Point-per-instance localization data:
Segment Open

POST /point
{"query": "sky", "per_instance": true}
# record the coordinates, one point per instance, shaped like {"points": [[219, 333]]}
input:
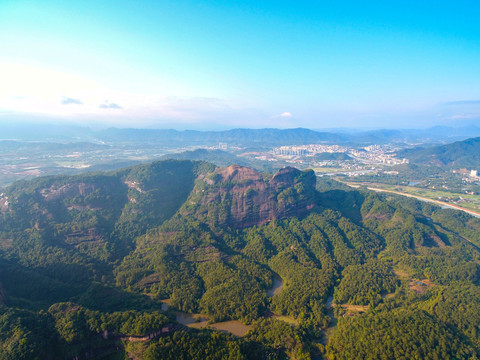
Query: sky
{"points": [[225, 64]]}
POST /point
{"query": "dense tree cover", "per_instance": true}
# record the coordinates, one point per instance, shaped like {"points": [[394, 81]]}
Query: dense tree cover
{"points": [[281, 336], [457, 305], [67, 330], [64, 240], [363, 284], [26, 335], [397, 334]]}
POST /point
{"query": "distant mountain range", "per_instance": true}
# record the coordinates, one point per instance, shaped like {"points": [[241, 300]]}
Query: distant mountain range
{"points": [[460, 154], [244, 137]]}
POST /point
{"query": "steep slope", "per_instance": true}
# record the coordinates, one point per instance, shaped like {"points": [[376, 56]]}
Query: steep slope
{"points": [[240, 197], [72, 229], [212, 240]]}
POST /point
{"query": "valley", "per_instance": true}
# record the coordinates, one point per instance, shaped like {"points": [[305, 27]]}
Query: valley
{"points": [[248, 261]]}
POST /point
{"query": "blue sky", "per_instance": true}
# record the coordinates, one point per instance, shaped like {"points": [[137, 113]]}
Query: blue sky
{"points": [[315, 64]]}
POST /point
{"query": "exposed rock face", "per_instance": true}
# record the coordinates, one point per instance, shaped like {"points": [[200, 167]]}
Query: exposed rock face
{"points": [[240, 197]]}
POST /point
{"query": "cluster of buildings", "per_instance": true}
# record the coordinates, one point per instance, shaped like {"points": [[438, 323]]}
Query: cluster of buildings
{"points": [[308, 150], [373, 154]]}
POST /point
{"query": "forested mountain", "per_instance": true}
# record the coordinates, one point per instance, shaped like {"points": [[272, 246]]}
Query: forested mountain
{"points": [[460, 154], [86, 260]]}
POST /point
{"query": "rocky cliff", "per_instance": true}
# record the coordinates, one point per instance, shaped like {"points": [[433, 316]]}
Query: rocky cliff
{"points": [[240, 197]]}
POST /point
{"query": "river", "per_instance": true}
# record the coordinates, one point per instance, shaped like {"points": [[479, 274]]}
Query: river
{"points": [[235, 327]]}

Segment Closed

▶ **Problem details**
Across the preceding records, count the lines with the word "true" in them and give that figure alone.

▶ **Exercise answer**
11